▶ **Your goal**: Duplicate the lines below word for word, leaving out the pictures.

Rows from a dataset
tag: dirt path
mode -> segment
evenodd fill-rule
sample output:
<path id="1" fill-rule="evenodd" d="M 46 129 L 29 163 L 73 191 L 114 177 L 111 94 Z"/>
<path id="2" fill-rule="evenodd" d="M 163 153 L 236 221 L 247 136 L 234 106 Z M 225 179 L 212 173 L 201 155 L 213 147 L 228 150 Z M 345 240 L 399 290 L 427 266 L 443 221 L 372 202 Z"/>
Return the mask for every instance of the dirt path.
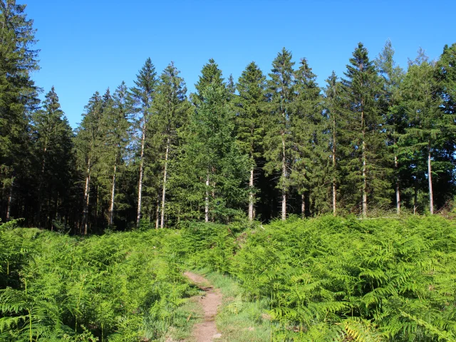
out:
<path id="1" fill-rule="evenodd" d="M 204 276 L 189 271 L 185 272 L 184 275 L 206 292 L 205 296 L 202 296 L 199 301 L 204 312 L 204 321 L 193 327 L 193 337 L 197 342 L 216 341 L 222 336 L 215 326 L 215 315 L 217 308 L 222 304 L 222 294 L 218 289 L 214 289 Z"/>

▶ **Correct output**:
tag: dirt path
mode -> segment
evenodd fill-rule
sample output:
<path id="1" fill-rule="evenodd" d="M 46 129 L 29 163 L 73 191 L 114 177 L 111 94 Z"/>
<path id="2" fill-rule="evenodd" d="M 163 153 L 236 221 L 247 136 L 234 106 Z M 225 179 L 212 173 L 201 155 L 213 147 L 228 150 Z M 345 240 L 399 290 L 427 266 L 443 221 L 372 202 Z"/>
Return the mask for every instance of the dirt path.
out:
<path id="1" fill-rule="evenodd" d="M 204 276 L 189 271 L 185 272 L 184 275 L 206 292 L 205 296 L 202 296 L 199 301 L 204 312 L 204 321 L 193 327 L 193 337 L 197 342 L 216 341 L 222 336 L 215 326 L 215 315 L 217 308 L 222 304 L 222 294 L 218 289 L 214 289 Z"/>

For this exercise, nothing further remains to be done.